--- Page text Enclosed Below ---

The Messenger's Ben Foster: 'I Love and Hate What I Do'

With awards season in full swing, Movieline has launched a new recurring feature called "For Your Reconsideration," where we speak to the talented people whose contributions to the year in film are worthy of a second look. This week: Ben Foster from The Messenger.

For years, directors have counted on Ben Foster to add verve and nerve to a host of supporting parts in films like 3:10 to Yuma, X-Men: The Last Stand, and Alpha Dog, but Oren Moverman's The Messenger affords him a different opportunity: the chance to harness all of his skill and become a leading man. As Staff Sergeant Will Montgomery, Foster expertly illustrates a man who's unmoored upon his return from the war, yet pulled into the gravity of two very different people: his new partner in a casualty notification unit (Woody Harrelson), and a young widow (Samantha Morton) who Will becomes consumed with after being forced to give her the bad news.

Foster had some bad news of his own to report when he called me last week to discuss the role. Once we'd gotten past that, the 29-year-old actor opened up about the effect of playing so many emotional parts, the way he reconciles his tattoos with his character, and how his feelings on the war are forever changed.

Hey, Ben.

Hey, Kyle. I'm just leaving a hospital and getting into a cab. Excuse me if I start muttering to a cab driver in just a second.

Were you shooting in a hospital?

No, I was injured in a stunt and came in for an MRI. This is often how we spend our days in movieland!

Have you injured yourself doing a stunt before?


So this is old hat for you.

[Laughing] The hat is done! I injured myself in the boot camp for Black Hawk Down. On the last day, I tore my abductor muscle in three places, then got to set and I couldn't do it. I lost a job in Morocco. On this particular job, I'm almost done, so I'm not losing any jobs from me being too physical.

--- End of Enclosed Page text ---

=== What to do ===
A – Return the passage of the Ben Foster interview starting with "Foster had some" and going on through "hat for you.", copied word for word.
B – Take the Ben Foster interview further, picking up right after its last sentence.

--- Source data Enclosed Below ---

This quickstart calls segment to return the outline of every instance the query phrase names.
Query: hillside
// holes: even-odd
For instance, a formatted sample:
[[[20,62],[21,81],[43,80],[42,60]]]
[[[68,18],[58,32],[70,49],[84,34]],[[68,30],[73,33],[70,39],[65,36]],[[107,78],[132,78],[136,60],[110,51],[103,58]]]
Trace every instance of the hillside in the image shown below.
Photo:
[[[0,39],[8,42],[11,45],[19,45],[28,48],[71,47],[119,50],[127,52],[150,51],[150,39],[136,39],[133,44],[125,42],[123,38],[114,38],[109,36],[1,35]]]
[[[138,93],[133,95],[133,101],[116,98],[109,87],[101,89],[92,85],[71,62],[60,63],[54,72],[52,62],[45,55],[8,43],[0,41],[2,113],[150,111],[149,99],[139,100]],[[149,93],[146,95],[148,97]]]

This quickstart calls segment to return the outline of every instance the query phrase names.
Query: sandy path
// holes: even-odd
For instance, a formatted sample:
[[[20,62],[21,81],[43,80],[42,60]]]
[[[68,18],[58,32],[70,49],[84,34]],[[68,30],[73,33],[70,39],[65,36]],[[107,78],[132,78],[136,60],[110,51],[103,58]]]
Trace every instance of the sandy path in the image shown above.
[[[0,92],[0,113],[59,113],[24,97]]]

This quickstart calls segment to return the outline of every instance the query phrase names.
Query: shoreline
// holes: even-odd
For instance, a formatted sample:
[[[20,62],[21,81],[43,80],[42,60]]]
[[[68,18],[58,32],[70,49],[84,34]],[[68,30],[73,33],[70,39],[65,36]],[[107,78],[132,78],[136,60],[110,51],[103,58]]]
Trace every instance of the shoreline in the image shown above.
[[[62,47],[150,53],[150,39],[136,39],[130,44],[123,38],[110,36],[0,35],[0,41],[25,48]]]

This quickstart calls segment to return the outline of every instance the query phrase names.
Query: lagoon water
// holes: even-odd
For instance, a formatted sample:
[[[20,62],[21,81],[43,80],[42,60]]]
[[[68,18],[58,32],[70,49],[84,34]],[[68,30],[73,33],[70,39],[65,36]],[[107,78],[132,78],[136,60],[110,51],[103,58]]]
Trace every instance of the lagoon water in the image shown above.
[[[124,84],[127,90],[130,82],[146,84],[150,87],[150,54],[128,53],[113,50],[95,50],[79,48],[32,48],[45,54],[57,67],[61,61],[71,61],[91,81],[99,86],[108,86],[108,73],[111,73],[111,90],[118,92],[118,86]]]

--- End of Enclosed Source data ---

=== Answers to each task ===
A –
Foster had some bad news of his own to report when he called me last week to discuss the role. Once we'd gotten past that, the 29-year-old actor opened up about the effect of playing so many emotional parts, the way he reconciles his tattoos with his character, and how his feelings on the war are forever changed.

Hey, Ben.

Hey, Kyle. I'm just leaving a hospital and getting into a cab. Excuse me if I start muttering to a cab driver in just a second.

Were you shooting in a hospital?

No, I was injured in a stunt and came in for an MRI. This is often how we spend our days in movieland!

Have you injured yourself doing a stunt before?


So this is old hat for you.

B –
You wouldn't normally think of acting as a profession where you need to get a lot of MRIs, but I guess you never know.

You never know. Work hazards, man!

Anyway, The Messenger. You know, when your character is first assigned to be a part of this casualty notification unit, he's not looking forward to it, he knows how emotionally taxing it will be. Obviously, it was going to be taxing for you as an actor to play out those scenes, too. Did you have any similar reservations that the part would take a lot out of you?

I wouldn't say they were "reservations" necessarily. It's what we're interested in as actors -- we're interested in the qualities of experience, and some of those experiences are difficult, particularly in dramas when conflict is the engine. I was excited to ask these questions with these people. How do we really deal with grief in our own lives? More importantly, when we have to deliver this news to strangers and we haven't dealt with the traumas of our own lives, we get sick. The hope is that it would be a cathartic experience.

Do you find that to be the case, that when you finish shooting a film like this, you feel like you've satisfied something?

To lesser or more degrees. When it's the opportunity to ask challenging questions, rather than prove a point, there can be healing in life. Sometimes, the time frame of the picture doesn't allow for a complete flushing, but that's why, ideally, you take time off after and reevaluate and consider and rest.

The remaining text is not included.